Print, word for word, the portion of the text on the album 1983 that starts with the words "1983 is the" and finishes with "year of birth.".
-- START OF PASSAGE PROVIDED --
1983 is the debut studio album by American music producer Steven Ellison, under his moniker Flying Lotus. It was released by Plug Research on October 3, 2006. The album is named after Ellison's year of birth.

Critical reception

Marisa Brown of AllMusic gave the album 3.5 stars out of 5, writing, "It's controlled and circular but also very warm and expressive, able to have fun, to not take itself too seriously." Chet Betz of Cokemachineglow commented that "1983 isn't very obvious about envelope-pushing, yet it's rare that an instrumental hip-hop album can remain eminently listenable while standing so firm in character and purpose, ontological towards its subgenre without forgetting to funk, simultaneously without milking the funk for its more shameless immediacies." Dave Segal of XLR8R called the album "a rare species of cosmic underground hip-hop." He added, "Flying Lotus combines Madlib's affinity for jazzy arrangements and chord progressions, Nobody's and Daedelus' psychedelic textural proclivities, and J Dilla's economical, dusted funkiness." Meanwhile, Brian Howe of Pitchfork gave the album a 5.8 out of 10, stating, "like an overly workshopped novel, the album is stylish, well-turned, and interchangeable with its peers."
-- END OF PASSAGE PROVIDED --
-- START OF RECORD EXCERPTS --
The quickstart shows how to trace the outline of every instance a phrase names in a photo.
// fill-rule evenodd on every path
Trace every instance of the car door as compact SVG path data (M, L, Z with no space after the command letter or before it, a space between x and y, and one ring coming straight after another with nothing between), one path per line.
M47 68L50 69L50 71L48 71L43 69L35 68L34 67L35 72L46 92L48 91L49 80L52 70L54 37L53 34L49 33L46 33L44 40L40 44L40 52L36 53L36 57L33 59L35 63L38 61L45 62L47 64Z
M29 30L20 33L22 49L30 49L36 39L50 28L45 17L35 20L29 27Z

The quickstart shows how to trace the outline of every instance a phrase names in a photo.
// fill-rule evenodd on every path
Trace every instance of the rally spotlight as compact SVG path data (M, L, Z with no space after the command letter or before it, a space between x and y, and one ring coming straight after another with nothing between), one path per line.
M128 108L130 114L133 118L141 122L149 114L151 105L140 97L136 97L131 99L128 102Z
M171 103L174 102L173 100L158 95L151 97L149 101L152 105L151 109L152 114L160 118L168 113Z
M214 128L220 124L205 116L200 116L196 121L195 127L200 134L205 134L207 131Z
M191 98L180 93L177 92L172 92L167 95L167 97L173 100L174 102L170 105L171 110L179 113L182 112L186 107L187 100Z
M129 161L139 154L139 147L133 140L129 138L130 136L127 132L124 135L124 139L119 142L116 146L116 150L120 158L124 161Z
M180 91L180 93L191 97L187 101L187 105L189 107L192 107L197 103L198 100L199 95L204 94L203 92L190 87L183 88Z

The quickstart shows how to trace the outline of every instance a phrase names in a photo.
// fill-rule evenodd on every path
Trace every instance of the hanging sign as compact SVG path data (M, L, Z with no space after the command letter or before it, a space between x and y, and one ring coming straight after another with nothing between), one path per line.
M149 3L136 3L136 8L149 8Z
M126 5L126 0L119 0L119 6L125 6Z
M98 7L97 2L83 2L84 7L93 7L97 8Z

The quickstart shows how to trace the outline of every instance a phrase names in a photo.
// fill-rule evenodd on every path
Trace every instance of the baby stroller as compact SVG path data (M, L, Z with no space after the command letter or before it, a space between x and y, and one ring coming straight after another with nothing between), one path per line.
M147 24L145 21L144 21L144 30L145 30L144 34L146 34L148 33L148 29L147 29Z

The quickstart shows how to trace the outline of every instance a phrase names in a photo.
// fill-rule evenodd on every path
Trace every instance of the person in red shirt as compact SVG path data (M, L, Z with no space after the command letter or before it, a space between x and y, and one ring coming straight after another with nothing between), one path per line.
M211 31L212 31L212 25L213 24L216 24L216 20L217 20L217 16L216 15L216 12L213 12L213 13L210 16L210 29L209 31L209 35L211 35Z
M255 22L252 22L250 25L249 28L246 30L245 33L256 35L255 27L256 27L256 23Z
-- END OF RECORD EXCERPTS --
FULL SOLUTION
1983 is the debut studio album by American music producer Steven Ellison, under his moniker Flying Lotus. It was released by Plug Research on October 3, 2006. The album is named after Ellison's year of birth.